## Task instructions
Swap "clicks" for "points" in the material, from its start through the line with "box: [190, 229, 234, 260]", and give back only those lines, otherwise unchanged and without the pictures.

Segment Start: Records provided

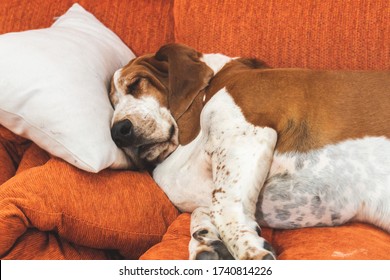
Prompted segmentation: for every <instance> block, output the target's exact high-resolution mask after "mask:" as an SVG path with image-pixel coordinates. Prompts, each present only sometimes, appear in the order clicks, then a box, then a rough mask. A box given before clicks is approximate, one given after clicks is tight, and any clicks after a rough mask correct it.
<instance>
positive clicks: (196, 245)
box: [190, 229, 234, 260]
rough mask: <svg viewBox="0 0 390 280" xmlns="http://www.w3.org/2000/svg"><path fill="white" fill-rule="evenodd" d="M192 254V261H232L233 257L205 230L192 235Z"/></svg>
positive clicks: (215, 236) (215, 239)
mask: <svg viewBox="0 0 390 280" xmlns="http://www.w3.org/2000/svg"><path fill="white" fill-rule="evenodd" d="M191 243H192V246H191V247H192V250H191V251H192V252H190V259H193V260H233V259H234V258H233V256H232V255H231V254H230V252H229V250H228V249H227V248H226V246H225V244H224V243H223V242H222V241H221V240H220V239H217V237H216V236H214V235H213V234H212V233H210V232H209V231H208V230H206V229H201V230H197V231H196V232H194V234H193V235H192V239H191Z"/></svg>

Segment End: Records provided

## Solution to the exercise
Prompted segmentation: for every <instance> block, output the target's exact high-resolution mask after "mask:" as an SVG path with image-pixel coordinates. Prompts, each present only sometimes, appear in the order points, then a box, then a rough mask. A box given before points is approximate, one given after points is tight, and any points after a rough mask correct it.
<instance>
positive points: (196, 245)
box: [190, 229, 234, 260]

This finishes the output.